* _PROBLEM TO SOLVE_: Please write out each entry exactly as it appears.

* _GIVEN INFORMATION_:
[Start of Attachment]
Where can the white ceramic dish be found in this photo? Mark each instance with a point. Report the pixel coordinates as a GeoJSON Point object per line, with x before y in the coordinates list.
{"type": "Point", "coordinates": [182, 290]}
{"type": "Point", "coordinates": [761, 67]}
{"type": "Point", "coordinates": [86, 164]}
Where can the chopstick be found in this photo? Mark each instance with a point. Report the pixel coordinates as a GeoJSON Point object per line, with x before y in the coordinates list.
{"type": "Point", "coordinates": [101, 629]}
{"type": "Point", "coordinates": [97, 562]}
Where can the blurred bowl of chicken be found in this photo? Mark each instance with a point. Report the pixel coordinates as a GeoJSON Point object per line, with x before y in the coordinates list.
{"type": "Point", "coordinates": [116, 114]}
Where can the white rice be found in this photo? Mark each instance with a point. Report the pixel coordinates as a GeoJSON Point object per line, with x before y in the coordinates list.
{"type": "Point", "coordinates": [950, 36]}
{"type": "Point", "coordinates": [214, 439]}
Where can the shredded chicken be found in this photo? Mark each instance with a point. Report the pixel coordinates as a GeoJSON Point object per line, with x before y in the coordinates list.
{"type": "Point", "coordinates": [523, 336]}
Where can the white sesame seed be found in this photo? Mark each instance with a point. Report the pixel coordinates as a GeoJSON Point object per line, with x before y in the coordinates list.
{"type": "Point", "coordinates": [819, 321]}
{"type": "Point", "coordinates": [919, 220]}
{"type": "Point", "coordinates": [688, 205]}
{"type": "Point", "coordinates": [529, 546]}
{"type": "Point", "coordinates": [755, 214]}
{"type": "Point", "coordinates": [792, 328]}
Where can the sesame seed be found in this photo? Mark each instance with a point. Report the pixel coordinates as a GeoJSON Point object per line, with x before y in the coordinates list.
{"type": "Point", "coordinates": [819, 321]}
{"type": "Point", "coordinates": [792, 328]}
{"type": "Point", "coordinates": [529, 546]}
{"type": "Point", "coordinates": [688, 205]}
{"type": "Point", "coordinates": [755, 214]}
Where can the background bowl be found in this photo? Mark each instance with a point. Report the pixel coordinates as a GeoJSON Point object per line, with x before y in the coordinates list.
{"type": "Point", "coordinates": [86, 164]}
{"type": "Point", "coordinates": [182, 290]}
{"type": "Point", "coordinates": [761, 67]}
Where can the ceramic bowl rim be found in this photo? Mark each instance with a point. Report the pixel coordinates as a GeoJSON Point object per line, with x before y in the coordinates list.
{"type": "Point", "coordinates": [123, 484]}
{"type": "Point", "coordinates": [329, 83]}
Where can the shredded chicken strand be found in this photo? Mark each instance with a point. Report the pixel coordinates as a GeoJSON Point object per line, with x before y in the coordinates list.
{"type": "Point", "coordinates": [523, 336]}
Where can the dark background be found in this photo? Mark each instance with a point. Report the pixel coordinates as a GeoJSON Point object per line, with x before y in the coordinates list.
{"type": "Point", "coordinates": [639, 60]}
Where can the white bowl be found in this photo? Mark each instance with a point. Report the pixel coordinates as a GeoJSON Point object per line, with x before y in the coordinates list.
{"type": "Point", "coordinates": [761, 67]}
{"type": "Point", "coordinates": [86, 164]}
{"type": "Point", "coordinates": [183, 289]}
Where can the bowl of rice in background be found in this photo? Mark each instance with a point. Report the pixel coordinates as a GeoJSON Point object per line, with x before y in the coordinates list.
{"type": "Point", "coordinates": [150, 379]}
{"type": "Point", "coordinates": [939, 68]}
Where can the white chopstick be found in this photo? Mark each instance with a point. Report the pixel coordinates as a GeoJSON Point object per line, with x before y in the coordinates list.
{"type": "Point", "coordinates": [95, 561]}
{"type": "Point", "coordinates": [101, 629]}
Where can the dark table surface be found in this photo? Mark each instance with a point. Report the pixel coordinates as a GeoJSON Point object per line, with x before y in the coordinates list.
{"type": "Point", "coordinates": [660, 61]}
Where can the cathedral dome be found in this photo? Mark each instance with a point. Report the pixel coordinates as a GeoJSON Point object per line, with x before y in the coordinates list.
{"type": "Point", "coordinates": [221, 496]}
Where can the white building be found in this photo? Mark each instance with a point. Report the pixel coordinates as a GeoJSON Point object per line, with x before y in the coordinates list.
[End of Attachment]
* _EXPECTED ANSWER_:
Where can the white ceramic dish be found in this photo? Mark each instance with a point. Report the pixel coordinates as a GeoJSON Point object per line, with x before y in the coordinates list.
{"type": "Point", "coordinates": [182, 290]}
{"type": "Point", "coordinates": [761, 67]}
{"type": "Point", "coordinates": [86, 164]}
Where can the chopstick be found in this photo? Mark each instance with a point. Report the pixel coordinates as a GeoJSON Point object per line, with x before y in the coordinates list.
{"type": "Point", "coordinates": [101, 629]}
{"type": "Point", "coordinates": [97, 562]}
Where can the blurred bowl of chicken be found in this photo? Mark each instance with a point. Report the pixel coordinates as a GeoJSON Point object per line, with x before y in the coordinates list.
{"type": "Point", "coordinates": [116, 114]}
Where can the white rice be found in this photo? Mark each instance with a point. Report the pixel coordinates as a GeoJSON Point object per line, with x before y in the coordinates list.
{"type": "Point", "coordinates": [950, 36]}
{"type": "Point", "coordinates": [214, 439]}
Where can the shredded chicken be found in this photo? Mark each instance with a point. Report the pixel coordinates as a GeoJSON Point object per line, with x before y in the coordinates list.
{"type": "Point", "coordinates": [523, 336]}
Where can the white sesame seed be found in this photo? Mark each instance with a point. Report the pixel coordinates as a GeoJSON Point object per line, with x before y in the coordinates list.
{"type": "Point", "coordinates": [819, 321]}
{"type": "Point", "coordinates": [919, 220]}
{"type": "Point", "coordinates": [688, 205]}
{"type": "Point", "coordinates": [529, 546]}
{"type": "Point", "coordinates": [755, 214]}
{"type": "Point", "coordinates": [792, 328]}
Where can the sesame seed be found in this photo? Mark each instance with a point. Report the pixel coordinates as a GeoJSON Point object per line, with x before y in the coordinates list.
{"type": "Point", "coordinates": [819, 321]}
{"type": "Point", "coordinates": [792, 328]}
{"type": "Point", "coordinates": [529, 546]}
{"type": "Point", "coordinates": [688, 205]}
{"type": "Point", "coordinates": [755, 214]}
Where can the background bowl be found in this photo? Mark each instance with a point. Report the pixel coordinates as a GeoJSON Point object per line, with x before y in the coordinates list.
{"type": "Point", "coordinates": [86, 164]}
{"type": "Point", "coordinates": [182, 290]}
{"type": "Point", "coordinates": [761, 67]}
Where can the ceramic bowl rim be found in this photo? Mark each instance with a point. Report the pixel coordinates as a GeoJSON Point object per line, with x before y in the coordinates list.
{"type": "Point", "coordinates": [123, 484]}
{"type": "Point", "coordinates": [329, 83]}
Where can the shredded chicken strand be found in this photo? Mark each instance with a point. Report the pixel coordinates as a GeoJSON Point object per line, with x before y in the coordinates list.
{"type": "Point", "coordinates": [523, 336]}
Where can the dark background be found in this photo? Mark each instance with a point. Report the pixel coordinates as a GeoJSON Point object per line, with x before y in the coordinates list.
{"type": "Point", "coordinates": [639, 60]}
Where can the white bowl be found in this photo? Mark each instance with a point. Report the pixel coordinates as a GeoJSON Point object per line, with x before y in the coordinates list.
{"type": "Point", "coordinates": [761, 67]}
{"type": "Point", "coordinates": [86, 164]}
{"type": "Point", "coordinates": [183, 289]}
Where can the bowl of rice in background be found in this photo? Mark each instance with a point. Report the pixel coordinates as a GeoJSON Point object per line, with x before y in the coordinates list.
{"type": "Point", "coordinates": [150, 379]}
{"type": "Point", "coordinates": [939, 68]}
Where can the white chopstick be found in this photo? Mark each instance with a point. Report the pixel coordinates as a GeoJSON Point object per line, with x before y in the coordinates list.
{"type": "Point", "coordinates": [95, 561]}
{"type": "Point", "coordinates": [101, 629]}
Where can the dark table surface be found in this photo? Mark each instance with a point. Report the pixel coordinates as a GeoJSON Point object per line, with x before y in the coordinates list.
{"type": "Point", "coordinates": [660, 61]}
Where can the cathedral dome be found in this photo? Mark each instance with a point. Report the pixel coordinates as a GeoJSON Point object per line, with x before y in the coordinates list.
{"type": "Point", "coordinates": [221, 496]}
Where can the white building be found in this photo? Mark each instance with a point. Report the pixel coordinates as a GeoJSON Point object per line, with x before y in the coordinates list.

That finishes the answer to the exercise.